START Entries provided

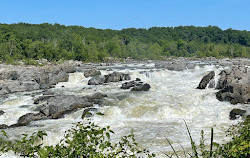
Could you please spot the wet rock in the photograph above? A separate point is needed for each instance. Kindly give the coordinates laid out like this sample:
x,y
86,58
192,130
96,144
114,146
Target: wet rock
x,y
116,77
1,112
27,118
143,87
97,95
42,98
113,77
234,85
18,79
130,84
7,87
236,112
3,126
96,80
59,105
211,84
205,80
88,112
175,65
91,73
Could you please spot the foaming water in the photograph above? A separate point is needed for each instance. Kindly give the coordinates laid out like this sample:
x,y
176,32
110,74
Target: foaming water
x,y
153,115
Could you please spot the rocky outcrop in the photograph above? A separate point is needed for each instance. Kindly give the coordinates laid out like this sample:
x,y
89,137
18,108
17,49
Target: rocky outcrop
x,y
235,113
91,73
113,77
234,85
59,105
96,80
175,65
143,87
16,79
1,112
136,85
27,118
205,80
116,77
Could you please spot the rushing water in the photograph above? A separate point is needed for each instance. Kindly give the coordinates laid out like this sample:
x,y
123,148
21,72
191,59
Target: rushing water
x,y
153,115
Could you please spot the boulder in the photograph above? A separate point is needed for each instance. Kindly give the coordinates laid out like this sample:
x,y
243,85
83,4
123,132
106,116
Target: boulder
x,y
91,73
205,80
27,118
113,77
143,87
88,112
17,86
59,105
130,84
175,65
16,79
236,112
234,85
116,77
1,112
97,95
96,80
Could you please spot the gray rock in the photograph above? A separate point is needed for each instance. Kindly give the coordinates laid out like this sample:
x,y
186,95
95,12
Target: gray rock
x,y
234,85
17,86
96,80
91,73
59,105
17,79
1,112
116,77
88,112
236,112
27,118
175,65
97,95
205,80
143,87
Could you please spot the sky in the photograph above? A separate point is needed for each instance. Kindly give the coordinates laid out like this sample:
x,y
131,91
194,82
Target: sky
x,y
119,14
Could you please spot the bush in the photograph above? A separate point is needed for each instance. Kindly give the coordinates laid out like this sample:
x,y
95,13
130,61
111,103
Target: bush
x,y
82,141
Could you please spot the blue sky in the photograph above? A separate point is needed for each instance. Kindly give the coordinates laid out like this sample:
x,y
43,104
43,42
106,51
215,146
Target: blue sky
x,y
118,14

END Entries provided

» What to produce: Each line of the records that holds the word "coordinates" should be copied out.

» Answer to this problem:
Could you please spot the wet rock in the photograph above? A separate point is needed for each instance. Kindly give the coordinates laid out like this sample:
Could you please spot the foaming water in the photograph above? A separate point is needed for each instance. Kindly give the coordinates laid out like this sample:
Could you please spot the rocky outcrop in the photograph above? A separate point is needed for each instance. Kindly give the coordinates laid out like this sample:
Could you please spot the rushing water in the photograph above? A separate point is needed for each instance. Kindly give the coordinates laid out like this sample:
Could you please spot the boulder in the photograph above? A separate point is needed for each instance. Kindly give the coordinates laid out like this sample:
Could you please spot the gray rock in the photograph above? A separate point is needed for each instance. Kindly give the coordinates laid out like this sample:
Could you please spot the sky in the photograph above? A separate point is needed for each instance. Kindly give the coordinates laid out like this sample:
Could you please spot the bush in the photograph above? A separate point is needed for each instance. Kindly give the coordinates laid out like this sample:
Could you please spot the blue sky in the photograph above? A separate point is needed for each instance. Kindly give the coordinates laid out like this sample:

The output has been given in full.